QUÉ ENTREGAR
Según el texto sobre el arbitraje en el futbol, ¿cuántos "árbitros" hay en todo el mundo en los estadios y pegados a una pantalla juzgando a los silbantes?

No hay nada tan expuesto a la crítica de los medios informativos y de las multitudes atentas a un partido de futbol, como el actuar de los árbitros. En todo el mundo hay millones de “árbitros” en los estadios y pegados a una pantalla que juzgan, minuto a minuto, el papel de los silbantes. Con gafete o sin gafete de FIFA, y sin conocer el reglamento oficial, hay quienes se sienten autorizados para meter su cuchara en las decisiones más simples, y no se diga en las trascendentes, de un partido. Sobre todo si tal partido es transmitido en imágenes a nivel internacional. Que si fue mano de un jugador dentro del área y no se marcó la pena máxima; que no fue mano, porque el balón le pegó en el hombro; que fue un faul que merecía expulsión o que el golpe no fue para tanto o el agresor no tuvo intención de la infracción; que si el balón rebasó “por un pelito” la línea de cal de la portería y debe marcarse como gol o que el esférico no alcanzó la línea de cal y ni siquiera la repetición en imágenes de la acción, deja claro cuál es la postura correcta; que sí estaba en posición adelantada y tomó ventaja para meter el gol o que no, porque salió en busca del balón después de que su compañero le lanzó el pase, etc., etc.

Registros del conjunto de datos
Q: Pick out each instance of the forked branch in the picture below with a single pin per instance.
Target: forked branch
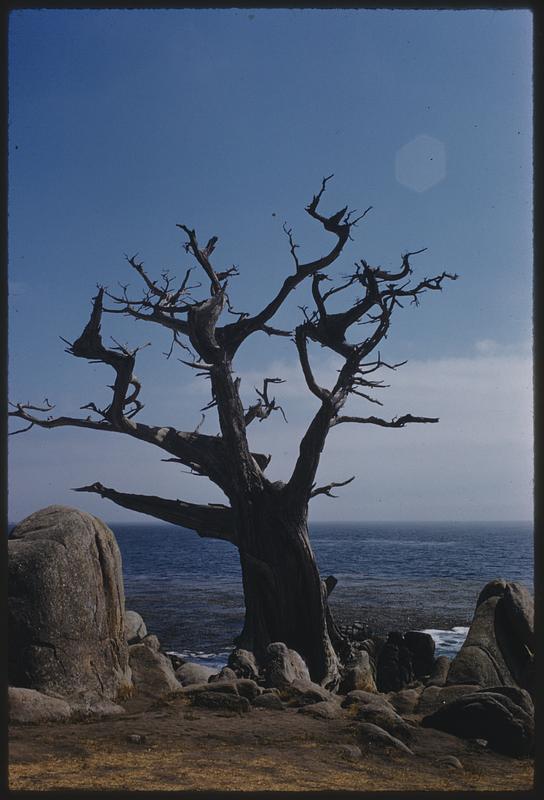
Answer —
(211, 521)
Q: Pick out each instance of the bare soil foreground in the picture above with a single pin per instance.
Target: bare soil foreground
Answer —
(173, 746)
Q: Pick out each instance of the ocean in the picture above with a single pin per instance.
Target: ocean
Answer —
(391, 576)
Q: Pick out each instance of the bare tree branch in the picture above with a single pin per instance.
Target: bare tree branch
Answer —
(327, 489)
(337, 224)
(212, 521)
(264, 405)
(396, 422)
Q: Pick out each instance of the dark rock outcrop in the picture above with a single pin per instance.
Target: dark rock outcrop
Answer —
(222, 701)
(66, 615)
(303, 693)
(270, 701)
(500, 643)
(359, 674)
(421, 646)
(135, 629)
(282, 666)
(190, 673)
(439, 672)
(406, 700)
(370, 734)
(487, 715)
(325, 709)
(434, 697)
(226, 674)
(394, 664)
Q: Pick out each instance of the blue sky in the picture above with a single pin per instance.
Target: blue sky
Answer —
(124, 123)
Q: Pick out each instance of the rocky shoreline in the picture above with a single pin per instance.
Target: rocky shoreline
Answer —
(79, 660)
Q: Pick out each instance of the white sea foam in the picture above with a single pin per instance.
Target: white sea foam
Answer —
(448, 643)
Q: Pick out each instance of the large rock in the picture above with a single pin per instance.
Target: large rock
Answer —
(385, 718)
(493, 716)
(66, 613)
(243, 663)
(282, 666)
(499, 647)
(28, 705)
(135, 629)
(152, 672)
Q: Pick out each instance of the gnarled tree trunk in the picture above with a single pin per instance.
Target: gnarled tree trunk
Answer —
(285, 598)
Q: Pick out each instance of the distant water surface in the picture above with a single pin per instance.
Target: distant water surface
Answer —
(422, 576)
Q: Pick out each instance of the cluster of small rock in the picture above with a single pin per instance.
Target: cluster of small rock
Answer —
(75, 651)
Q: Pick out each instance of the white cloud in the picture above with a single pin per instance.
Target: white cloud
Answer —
(476, 463)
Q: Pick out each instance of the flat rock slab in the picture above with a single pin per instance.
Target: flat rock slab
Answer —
(30, 706)
(152, 672)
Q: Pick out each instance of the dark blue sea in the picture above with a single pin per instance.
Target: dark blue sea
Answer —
(391, 576)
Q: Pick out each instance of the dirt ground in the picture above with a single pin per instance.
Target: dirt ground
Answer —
(185, 748)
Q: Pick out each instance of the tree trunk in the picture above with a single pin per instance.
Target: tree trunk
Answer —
(286, 600)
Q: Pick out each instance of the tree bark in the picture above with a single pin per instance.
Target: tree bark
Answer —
(285, 598)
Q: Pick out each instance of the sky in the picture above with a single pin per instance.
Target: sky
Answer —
(123, 123)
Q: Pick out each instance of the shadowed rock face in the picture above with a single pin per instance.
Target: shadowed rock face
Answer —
(498, 648)
(66, 606)
(493, 716)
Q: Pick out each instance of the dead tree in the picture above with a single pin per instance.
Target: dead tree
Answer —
(285, 598)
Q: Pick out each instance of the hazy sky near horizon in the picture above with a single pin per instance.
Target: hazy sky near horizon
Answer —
(124, 123)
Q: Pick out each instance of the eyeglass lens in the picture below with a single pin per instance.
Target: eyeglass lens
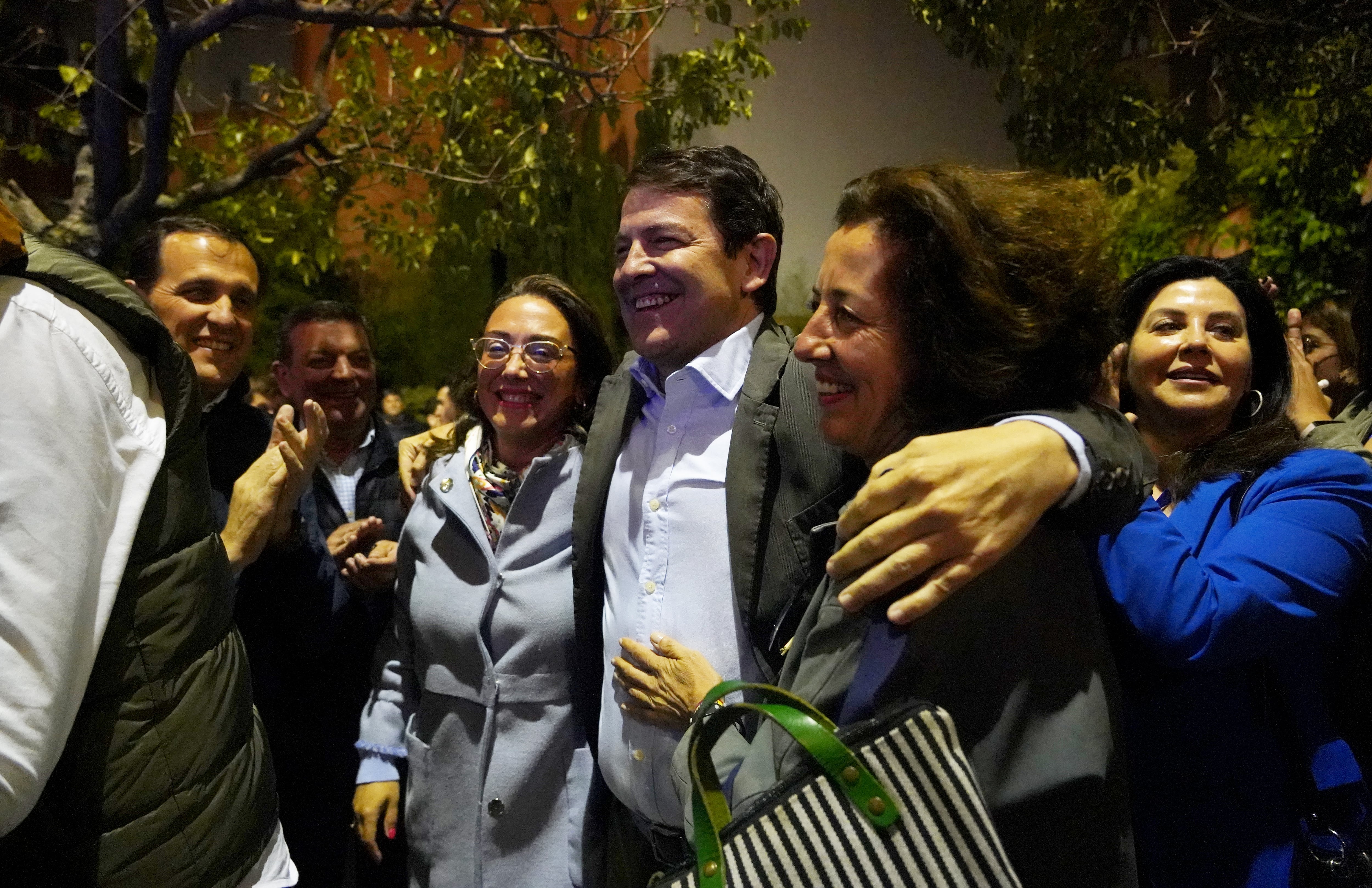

RESPUESTA ABAJO
Millones.